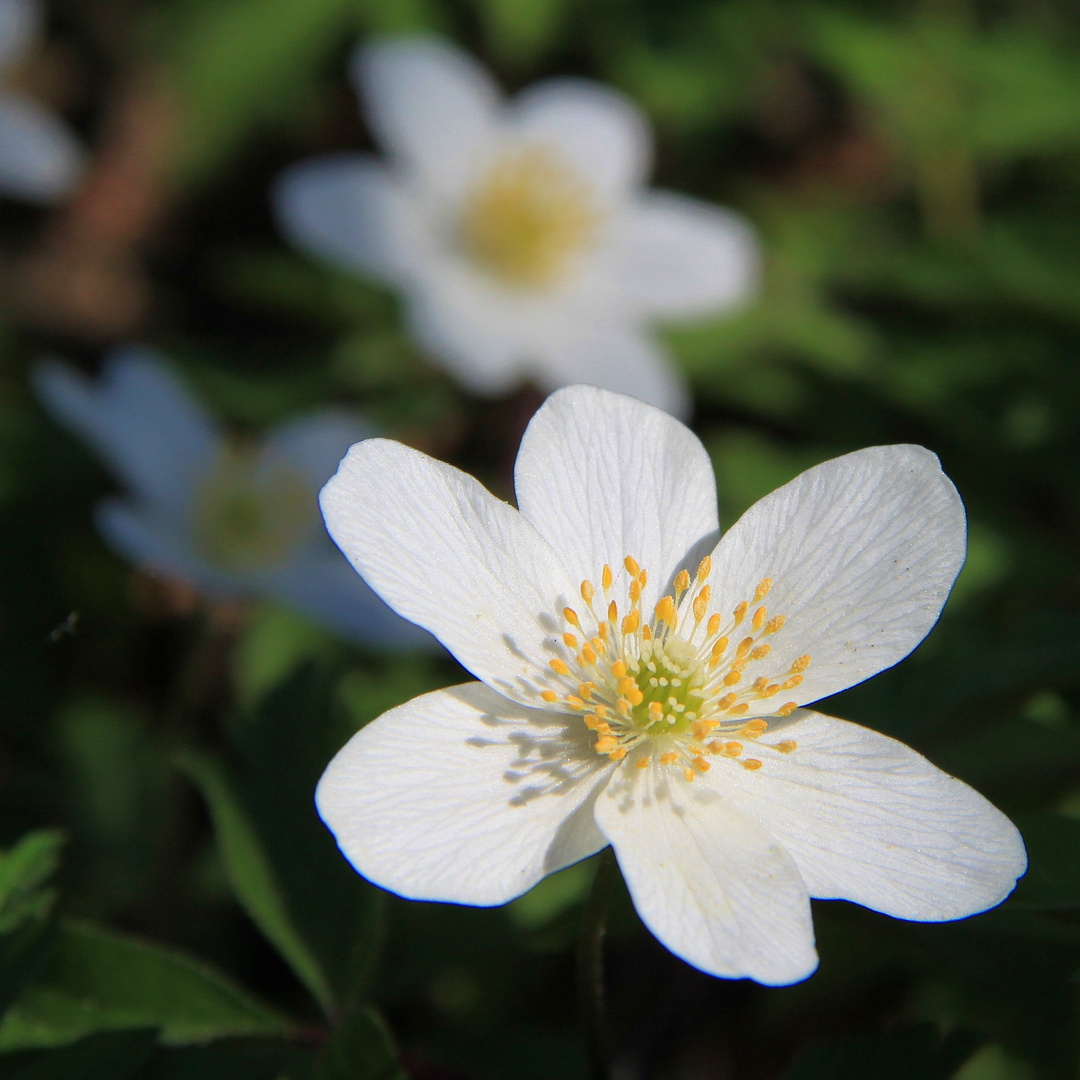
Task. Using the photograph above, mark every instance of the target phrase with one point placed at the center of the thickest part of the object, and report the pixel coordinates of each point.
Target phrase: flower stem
(591, 964)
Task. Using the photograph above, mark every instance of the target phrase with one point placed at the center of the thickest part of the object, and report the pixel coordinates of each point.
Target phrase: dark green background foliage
(171, 906)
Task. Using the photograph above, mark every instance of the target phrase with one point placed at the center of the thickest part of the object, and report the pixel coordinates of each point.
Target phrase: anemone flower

Goal →
Please format every line of the rows above as a numbered list, skipping any blank lines and leaving out the pictures.

Written response →
1. Task. Using the photograph above, mark every instance of the target phrase with one point placed at the center of the thickest part of the object, and report the pixel coordinates of each point.
2. Target phrase: flower stem
3. (591, 964)
4. Task. Using the photograph above, mark every instance of the target phrase with one point placed at the center of the thickest part of the object, and report the pixel coordinates of each point.
5. Target phrase: dark green background foliage
6. (171, 906)
7. Task. Using the photograph above, mark every instance of the target phrase with one point placed at the center of the thickest part of the object, and report the pixel coordinates of each point.
8. Target phrase: anemone flower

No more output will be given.